▶ _Requirement_
Give back every record exactly as written.

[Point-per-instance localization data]

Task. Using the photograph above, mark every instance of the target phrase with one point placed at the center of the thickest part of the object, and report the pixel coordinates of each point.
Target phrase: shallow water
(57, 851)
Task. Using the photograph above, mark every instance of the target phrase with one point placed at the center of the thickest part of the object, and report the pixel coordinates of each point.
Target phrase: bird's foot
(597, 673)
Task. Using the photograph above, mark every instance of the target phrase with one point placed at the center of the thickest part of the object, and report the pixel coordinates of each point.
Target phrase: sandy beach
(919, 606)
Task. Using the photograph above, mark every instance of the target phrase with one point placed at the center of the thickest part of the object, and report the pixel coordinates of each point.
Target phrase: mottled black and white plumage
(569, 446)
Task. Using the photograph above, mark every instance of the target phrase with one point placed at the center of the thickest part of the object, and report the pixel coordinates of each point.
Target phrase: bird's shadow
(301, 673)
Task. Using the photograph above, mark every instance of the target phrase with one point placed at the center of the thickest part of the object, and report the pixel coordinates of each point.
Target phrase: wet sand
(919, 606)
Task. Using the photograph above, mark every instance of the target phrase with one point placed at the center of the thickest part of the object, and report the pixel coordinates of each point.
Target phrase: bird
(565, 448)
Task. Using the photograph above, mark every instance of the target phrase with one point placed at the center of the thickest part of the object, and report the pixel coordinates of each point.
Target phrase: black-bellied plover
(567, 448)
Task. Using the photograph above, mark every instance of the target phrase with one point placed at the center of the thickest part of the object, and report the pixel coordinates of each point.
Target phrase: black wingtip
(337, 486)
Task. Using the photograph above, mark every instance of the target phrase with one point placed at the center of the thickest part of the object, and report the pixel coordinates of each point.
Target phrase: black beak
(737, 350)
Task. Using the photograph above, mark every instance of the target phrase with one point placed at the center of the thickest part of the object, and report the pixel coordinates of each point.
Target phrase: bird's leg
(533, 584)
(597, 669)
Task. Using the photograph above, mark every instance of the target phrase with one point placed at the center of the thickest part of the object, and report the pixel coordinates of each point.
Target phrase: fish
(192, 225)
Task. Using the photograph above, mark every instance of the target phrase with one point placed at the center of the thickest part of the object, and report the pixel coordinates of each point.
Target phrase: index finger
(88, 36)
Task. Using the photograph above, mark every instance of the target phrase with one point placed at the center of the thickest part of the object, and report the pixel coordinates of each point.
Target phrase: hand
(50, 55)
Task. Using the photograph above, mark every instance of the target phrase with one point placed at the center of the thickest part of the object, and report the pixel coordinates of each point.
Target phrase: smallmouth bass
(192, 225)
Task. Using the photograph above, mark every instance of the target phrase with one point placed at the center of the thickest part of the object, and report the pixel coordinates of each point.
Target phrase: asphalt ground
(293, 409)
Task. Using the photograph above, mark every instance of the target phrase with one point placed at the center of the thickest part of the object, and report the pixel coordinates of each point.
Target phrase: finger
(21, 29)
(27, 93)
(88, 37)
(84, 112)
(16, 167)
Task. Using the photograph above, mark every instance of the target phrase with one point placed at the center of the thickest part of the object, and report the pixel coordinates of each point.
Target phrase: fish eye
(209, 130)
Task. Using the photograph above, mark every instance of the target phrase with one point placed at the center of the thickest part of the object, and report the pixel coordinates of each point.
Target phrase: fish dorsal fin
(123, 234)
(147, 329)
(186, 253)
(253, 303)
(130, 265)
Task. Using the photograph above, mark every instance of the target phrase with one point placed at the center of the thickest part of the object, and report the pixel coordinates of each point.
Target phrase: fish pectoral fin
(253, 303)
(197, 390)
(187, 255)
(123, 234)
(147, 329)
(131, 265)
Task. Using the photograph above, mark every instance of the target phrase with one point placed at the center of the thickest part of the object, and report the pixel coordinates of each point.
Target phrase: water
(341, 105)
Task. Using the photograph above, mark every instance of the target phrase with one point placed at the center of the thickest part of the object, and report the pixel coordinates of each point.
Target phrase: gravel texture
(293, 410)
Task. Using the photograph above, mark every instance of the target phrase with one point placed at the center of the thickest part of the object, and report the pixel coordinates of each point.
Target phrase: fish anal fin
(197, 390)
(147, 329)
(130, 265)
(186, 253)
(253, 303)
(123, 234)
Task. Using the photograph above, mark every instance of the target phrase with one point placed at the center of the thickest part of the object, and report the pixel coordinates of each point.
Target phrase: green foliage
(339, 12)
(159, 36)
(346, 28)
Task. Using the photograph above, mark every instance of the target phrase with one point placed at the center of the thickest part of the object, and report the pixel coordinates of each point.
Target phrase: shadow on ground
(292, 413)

▶ _Exercise solution_
Task. Using the photograph above, mark every instance of the target phrase with one point placed at the center of the thickest part of the object, and report the pixel coordinates of each point.
Target phrase: shallow water
(57, 851)
Task. Using the photograph above, mark every instance of the target phrase with one point placed at the center of the thickest part of the object, and report the pixel coordinates of each point.
Target phrase: bird's foot
(597, 673)
Task. Using the photograph above, mark every instance of the target phrase with one point placed at the center of the thickest part of the object, and report the pixel coordinates of each point.
Target phrase: sandy beach
(919, 606)
Task. Using the photograph above, mark every instance of the target phrase with one point placed at the center of the thickest part of the object, and report the pixel coordinates of each point.
Target phrase: mottled black and white plumage
(569, 446)
Task. Using the photograph above, mark every instance of the target phrase with one point placed at the center of the thickest part of the object, and report the pixel coordinates of each point.
Target phrase: bird's shadow
(301, 673)
Task. Using the photograph above, mark every instance of the target phrase with one point placed at the center of the thickest part of the object, and report the pixel coordinates of each point.
Target phrase: wet sand
(919, 606)
Task. Using the photograph above, mark every instance of the target phrase with one point placed at the center of the thickest part of the object, and report the pixel coordinates of each point.
Target phrase: bird
(565, 448)
Task. Using the photograph above, mark every instance of the target phrase with one point placed at the center of the thickest part of the object, and report the pixel coordinates of each point.
Target phrase: black-bellied plover
(567, 448)
Task. Using the photograph above, mark every instance of the target phrase with one point placed at the center of the thickest part of the object, and report the pixel coordinates of each point.
Target phrase: black wingtip
(337, 486)
Task. Using the photograph above, mark every instance of the target phrase with one point placed at the center of the thickest part of the object, and report the pixel coordinates of each point.
Target phrase: black beak
(737, 350)
Task. Using the photograph above, mark every instance of the target phrase with one point placed at the center of the thickest part of the object, and report the pixel coordinates of each point.
Target phrase: bird's leg
(533, 584)
(597, 669)
Task. Using the photograph above, mark every instance of the target phrase with one point placed at the center of the thickest part of the object, and report the pixel coordinates of each point.
Target phrase: fish
(192, 225)
Task. Using the photograph above, mark every instance of the target phrase with one point placed at the center of the thickest part of the object, and report the pixel coordinates of each point.
Target phrase: index finger
(88, 36)
Task. Using the photograph above, mark every instance of the target phrase with one point placed at the center of the thickest part of the object, and report the pixel coordinates of each point.
Target phrase: hand
(50, 55)
Task. Using the photograph above, mark every instance of the target phrase with one point placed at the center of the thickest part of the object, and report the pixel coordinates of each point.
Target phrase: smallmouth bass
(192, 225)
Task. Using the photograph above, mark every instance of the target phrase with one point placed at the center of the thickest part of the object, and report the pixel coordinates of each point.
Target phrase: asphalt ground
(293, 409)
Task. Using the photograph above, mark every instance of the target phrase with one point placed at the center of the thickest part of the object, and report the pixel coordinates of each point.
Target phrase: finger
(21, 29)
(27, 93)
(88, 37)
(84, 112)
(16, 167)
Task. Using the photograph above, mark every instance of the target phrase with one point placed at the center of the thickest part of the object, and report the pixel coordinates of each point.
Target phrase: fish eye
(209, 130)
Task. Using the photograph above, mark every instance of the target phrase with one point placed at the center of the thickest part of the object, and report the pixel coordinates of each point.
Target phrase: fish dorsal fin
(123, 234)
(147, 329)
(186, 253)
(253, 303)
(130, 265)
Task. Using the photograph above, mark every instance of the target phrase with one point placed at the center of the thickest part of the object, and report the pixel coordinates of each point.
Target phrase: fish pectoral fin
(253, 303)
(197, 390)
(187, 255)
(123, 234)
(147, 329)
(131, 265)
Task. Using the photograph above, mark every instance of the target phrase with one point placed at the center of the thickest part of the object, and report the pixel coordinates of each point.
Target phrase: water
(341, 105)
Task. Using the photograph above, mark every instance of the target phrase with one point placed at the center of the thickest part of the object, and report the pixel coordinates of each point.
Target phrase: gravel texture
(293, 410)
Task. Using the photograph above, mark every instance of the target phrase with one point placed at the center of the thickest part of the object, and report the pixel coordinates of each point.
Target phrase: fish anal fin
(197, 390)
(147, 329)
(130, 265)
(186, 253)
(253, 303)
(123, 234)
Task. Using the photograph above, mark every instance of the target phrase with one point placed at the center of the thickest part of the object, and report the pixel coordinates of each point.
Target phrase: green foliage
(339, 12)
(159, 36)
(346, 28)
Task. Using the photograph above, mark every instance of the target phrase with one point placed at the center of the thickest part of the object, and report the pixel coordinates of each point.
Target phrase: shadow on ground
(292, 413)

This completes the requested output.